[Dataset excerpts]
[Start of section]
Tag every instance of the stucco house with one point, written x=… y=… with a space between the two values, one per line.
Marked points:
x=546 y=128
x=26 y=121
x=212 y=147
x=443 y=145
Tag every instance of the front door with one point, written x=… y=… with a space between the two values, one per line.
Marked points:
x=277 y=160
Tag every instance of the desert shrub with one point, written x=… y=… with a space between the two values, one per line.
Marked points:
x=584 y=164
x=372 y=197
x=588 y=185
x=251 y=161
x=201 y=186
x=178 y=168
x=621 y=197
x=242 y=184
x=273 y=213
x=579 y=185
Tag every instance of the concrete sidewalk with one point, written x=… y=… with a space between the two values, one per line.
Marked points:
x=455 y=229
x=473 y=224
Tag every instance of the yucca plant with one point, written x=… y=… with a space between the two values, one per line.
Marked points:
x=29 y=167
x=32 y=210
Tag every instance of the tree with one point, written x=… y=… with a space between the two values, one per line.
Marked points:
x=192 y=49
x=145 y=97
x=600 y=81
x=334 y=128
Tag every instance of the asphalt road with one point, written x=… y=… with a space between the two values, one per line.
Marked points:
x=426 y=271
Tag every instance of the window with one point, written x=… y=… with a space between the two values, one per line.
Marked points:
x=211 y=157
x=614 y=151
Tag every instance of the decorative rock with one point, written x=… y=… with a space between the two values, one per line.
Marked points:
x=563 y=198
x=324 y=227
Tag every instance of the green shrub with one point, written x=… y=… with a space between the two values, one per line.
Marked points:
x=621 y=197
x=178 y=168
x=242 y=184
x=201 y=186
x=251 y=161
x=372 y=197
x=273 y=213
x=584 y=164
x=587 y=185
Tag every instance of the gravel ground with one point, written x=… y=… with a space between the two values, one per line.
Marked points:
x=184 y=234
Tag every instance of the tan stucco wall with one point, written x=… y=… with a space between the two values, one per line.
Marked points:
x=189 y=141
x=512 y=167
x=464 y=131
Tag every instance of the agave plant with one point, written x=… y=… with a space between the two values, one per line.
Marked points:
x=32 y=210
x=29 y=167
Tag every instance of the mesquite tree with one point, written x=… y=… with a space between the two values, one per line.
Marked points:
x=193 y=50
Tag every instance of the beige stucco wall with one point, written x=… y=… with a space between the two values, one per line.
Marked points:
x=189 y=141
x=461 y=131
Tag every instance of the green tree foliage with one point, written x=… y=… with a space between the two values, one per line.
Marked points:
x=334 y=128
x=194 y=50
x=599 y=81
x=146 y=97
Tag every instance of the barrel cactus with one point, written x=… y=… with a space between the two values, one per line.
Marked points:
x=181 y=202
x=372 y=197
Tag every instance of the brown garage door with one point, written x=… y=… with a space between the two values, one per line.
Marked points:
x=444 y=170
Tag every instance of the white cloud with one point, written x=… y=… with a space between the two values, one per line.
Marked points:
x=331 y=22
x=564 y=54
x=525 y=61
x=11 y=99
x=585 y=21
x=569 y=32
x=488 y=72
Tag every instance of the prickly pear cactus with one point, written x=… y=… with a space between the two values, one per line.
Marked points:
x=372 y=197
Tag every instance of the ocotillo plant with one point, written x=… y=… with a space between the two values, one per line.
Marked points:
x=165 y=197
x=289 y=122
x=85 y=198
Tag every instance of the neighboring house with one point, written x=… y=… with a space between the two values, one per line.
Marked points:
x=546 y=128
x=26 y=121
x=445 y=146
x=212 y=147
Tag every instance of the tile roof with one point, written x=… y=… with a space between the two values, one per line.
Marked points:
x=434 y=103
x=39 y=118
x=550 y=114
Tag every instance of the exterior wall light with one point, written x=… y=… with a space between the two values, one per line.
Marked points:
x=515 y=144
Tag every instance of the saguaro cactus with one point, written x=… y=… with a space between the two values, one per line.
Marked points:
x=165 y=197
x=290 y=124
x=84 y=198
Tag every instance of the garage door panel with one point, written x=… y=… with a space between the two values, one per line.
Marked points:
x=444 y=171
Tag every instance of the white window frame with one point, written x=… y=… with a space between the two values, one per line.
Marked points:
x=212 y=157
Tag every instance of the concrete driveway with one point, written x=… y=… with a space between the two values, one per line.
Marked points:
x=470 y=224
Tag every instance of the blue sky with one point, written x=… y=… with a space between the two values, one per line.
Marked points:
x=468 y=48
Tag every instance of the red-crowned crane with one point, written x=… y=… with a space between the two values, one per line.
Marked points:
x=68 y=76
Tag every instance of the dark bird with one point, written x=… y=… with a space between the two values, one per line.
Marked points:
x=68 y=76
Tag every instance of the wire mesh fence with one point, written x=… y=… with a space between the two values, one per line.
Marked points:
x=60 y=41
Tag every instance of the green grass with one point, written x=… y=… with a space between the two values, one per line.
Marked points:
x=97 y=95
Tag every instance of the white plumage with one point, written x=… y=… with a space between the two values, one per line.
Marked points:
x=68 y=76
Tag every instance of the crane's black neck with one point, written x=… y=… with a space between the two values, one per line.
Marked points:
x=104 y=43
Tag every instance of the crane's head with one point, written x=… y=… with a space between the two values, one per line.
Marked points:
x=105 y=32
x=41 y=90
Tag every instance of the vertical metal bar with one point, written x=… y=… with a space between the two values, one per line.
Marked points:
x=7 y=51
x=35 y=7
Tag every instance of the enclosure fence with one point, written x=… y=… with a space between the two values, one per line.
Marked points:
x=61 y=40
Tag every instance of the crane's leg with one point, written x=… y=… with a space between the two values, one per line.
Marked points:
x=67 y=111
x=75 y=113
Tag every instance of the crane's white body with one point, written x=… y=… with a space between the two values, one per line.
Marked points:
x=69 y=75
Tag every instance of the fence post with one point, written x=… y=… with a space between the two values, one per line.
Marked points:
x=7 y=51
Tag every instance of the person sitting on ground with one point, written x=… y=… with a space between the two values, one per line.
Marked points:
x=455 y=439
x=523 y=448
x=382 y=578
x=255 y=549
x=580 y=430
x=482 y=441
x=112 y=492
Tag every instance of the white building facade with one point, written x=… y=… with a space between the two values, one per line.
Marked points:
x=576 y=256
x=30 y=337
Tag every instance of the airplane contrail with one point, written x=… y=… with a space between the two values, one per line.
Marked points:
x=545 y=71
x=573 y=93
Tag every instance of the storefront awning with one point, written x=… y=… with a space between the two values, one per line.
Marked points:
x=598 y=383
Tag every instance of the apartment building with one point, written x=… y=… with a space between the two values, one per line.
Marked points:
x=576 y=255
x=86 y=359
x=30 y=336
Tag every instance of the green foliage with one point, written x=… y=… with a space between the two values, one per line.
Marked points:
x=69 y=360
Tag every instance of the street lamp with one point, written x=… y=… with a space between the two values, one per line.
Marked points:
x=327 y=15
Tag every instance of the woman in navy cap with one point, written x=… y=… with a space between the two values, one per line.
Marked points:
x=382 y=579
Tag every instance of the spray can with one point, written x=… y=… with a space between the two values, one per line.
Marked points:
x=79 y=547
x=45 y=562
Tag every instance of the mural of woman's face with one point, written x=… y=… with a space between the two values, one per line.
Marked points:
[End of section]
The string "shrub" appears on some lines of the data; count those lines and report only how many there are.

2